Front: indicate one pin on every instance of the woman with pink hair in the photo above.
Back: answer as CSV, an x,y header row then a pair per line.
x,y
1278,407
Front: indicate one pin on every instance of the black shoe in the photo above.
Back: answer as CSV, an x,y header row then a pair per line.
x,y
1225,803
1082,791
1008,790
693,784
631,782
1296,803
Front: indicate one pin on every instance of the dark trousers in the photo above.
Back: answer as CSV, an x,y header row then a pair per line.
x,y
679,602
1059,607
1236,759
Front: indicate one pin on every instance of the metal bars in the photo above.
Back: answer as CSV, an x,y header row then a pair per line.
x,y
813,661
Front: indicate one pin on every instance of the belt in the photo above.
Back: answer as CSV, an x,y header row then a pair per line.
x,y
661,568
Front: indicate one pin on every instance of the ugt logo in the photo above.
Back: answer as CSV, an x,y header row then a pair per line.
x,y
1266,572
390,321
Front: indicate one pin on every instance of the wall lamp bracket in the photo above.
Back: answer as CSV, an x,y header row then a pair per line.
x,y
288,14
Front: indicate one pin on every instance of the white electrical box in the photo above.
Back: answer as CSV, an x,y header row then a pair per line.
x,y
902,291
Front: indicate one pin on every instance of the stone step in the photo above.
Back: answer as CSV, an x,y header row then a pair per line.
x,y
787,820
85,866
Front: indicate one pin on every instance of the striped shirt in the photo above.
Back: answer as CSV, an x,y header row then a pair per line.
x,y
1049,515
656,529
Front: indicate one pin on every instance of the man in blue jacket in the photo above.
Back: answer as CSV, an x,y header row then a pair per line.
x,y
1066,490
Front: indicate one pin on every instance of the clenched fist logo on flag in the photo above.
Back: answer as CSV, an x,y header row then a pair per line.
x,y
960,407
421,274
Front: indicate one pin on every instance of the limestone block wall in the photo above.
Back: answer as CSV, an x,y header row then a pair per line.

- - -

▶ **WRITTEN PROBLEM**
Would you return every one of the lines above verbatim, with nothing added, dropped, or altered?

▶ **REPLY TO THE EXERCISE**
Front: indicate one pin on every instance of the woman with pink hair in the photo above.
Back: answer as CSV, an x,y header row then a pair per line.
x,y
1278,407
Front: indicate one pin on every instance of the black shoe in the photo above.
Back: answer as CSV, an x,y header row then a pair per line.
x,y
1225,803
1082,791
1008,790
693,784
631,782
1296,803
Front: indicate one pin on every instance of the dark trousers in the photo above.
Back: answer as CSV, an x,y header row then a pair per line.
x,y
679,602
1059,607
1236,759
Front: indicate one pin on every instance of the metal bars in the photo above.
Back: answer as CSV, an x,y header row then a pair per line.
x,y
813,661
Front: indicate one pin on every instance of the belt in the photo above.
Back: answer as CSV, an x,y header row then a pair per line.
x,y
661,568
Front: indicate one pin on every instance of the ugt logo in the photo above.
Back: answer as CSV, an x,y header row then a pair per line.
x,y
1266,572
390,321
Front: indicate one pin on every instance of the wall lamp bracket in the photo above.
Back: answer as CSV, an x,y header row then a pair per line.
x,y
288,14
Front: indicate one pin on every instance of the white electrical box in the photo above.
Back: answer as CSV, an x,y header row then a pair per line.
x,y
902,291
Front: indicate one pin on every instance of the stone step in the photo above.
Back: answer as CSV, an x,y header row then a pair per line.
x,y
787,820
85,866
Front: indicate one pin on every instance of the striped shirt in the photo above.
Back: answer as CSV, an x,y header row then a pair per line.
x,y
1049,515
656,529
Front: indicate one pin on every instance of the man in blue jacket in the photo above.
Back: answer as CSV, an x,y header row then a pair per line.
x,y
1066,490
Front: indicate one pin on every instance of the clenched fist logo on flag in the photo above.
Back: answer as CSV, an x,y header row then a pair per line.
x,y
960,407
421,274
Front: indicate one pin on every instance of the limestone block wall in the photo above.
Back: answer as CSV, an x,y header row then a pair per line.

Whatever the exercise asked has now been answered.